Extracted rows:
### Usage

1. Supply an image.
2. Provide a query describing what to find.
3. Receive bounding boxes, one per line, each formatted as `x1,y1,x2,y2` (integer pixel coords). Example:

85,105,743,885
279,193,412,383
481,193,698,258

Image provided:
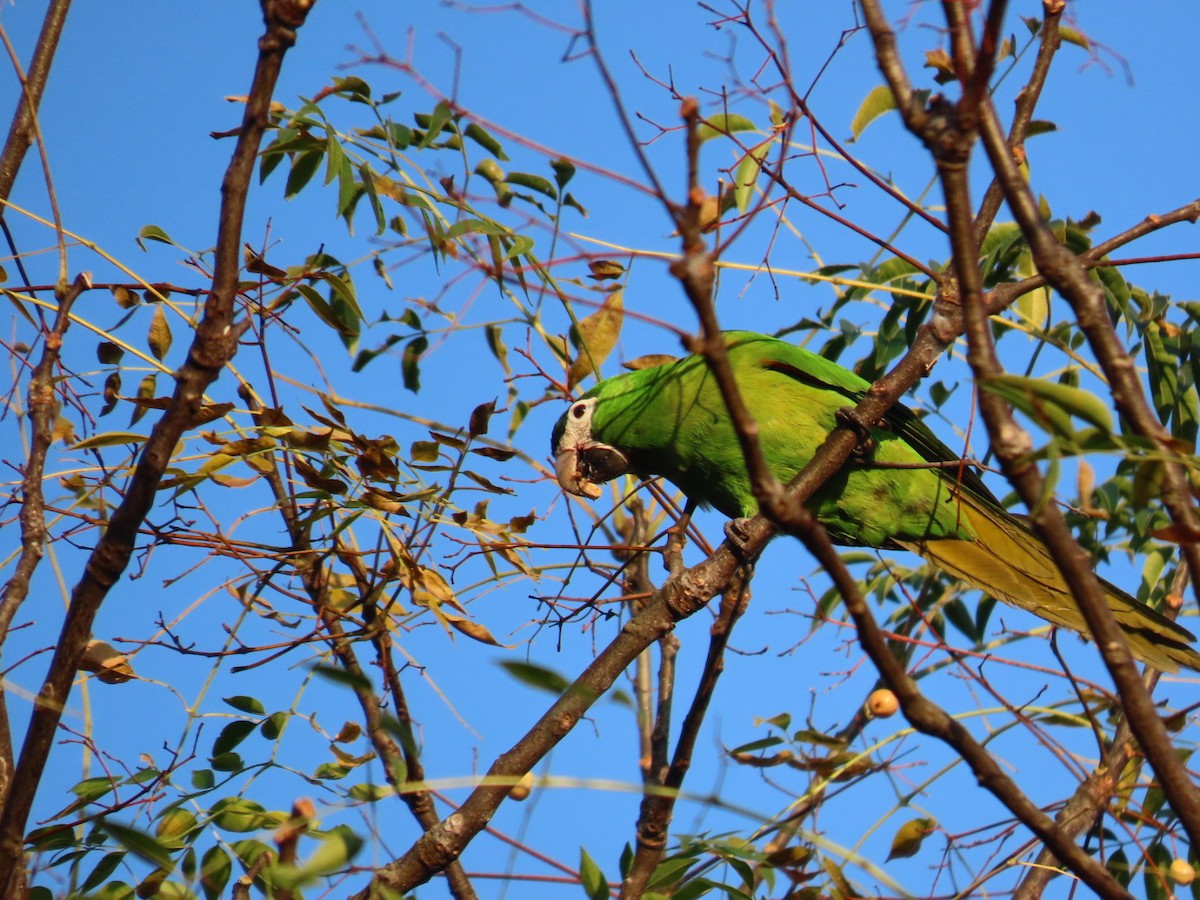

▸ **Given instruction**: Copy out every row above verbatim, leaving the pictures out.

▸ **Task result**:
### Usage

1. Supply an image.
2. Provide a query describing what to find.
3. Receive bounding boxes, one per line, each formatted as `x1,y1,x2,y2` (integer pixel coords). Example:

85,105,743,885
279,193,412,383
481,193,698,258

Image provided:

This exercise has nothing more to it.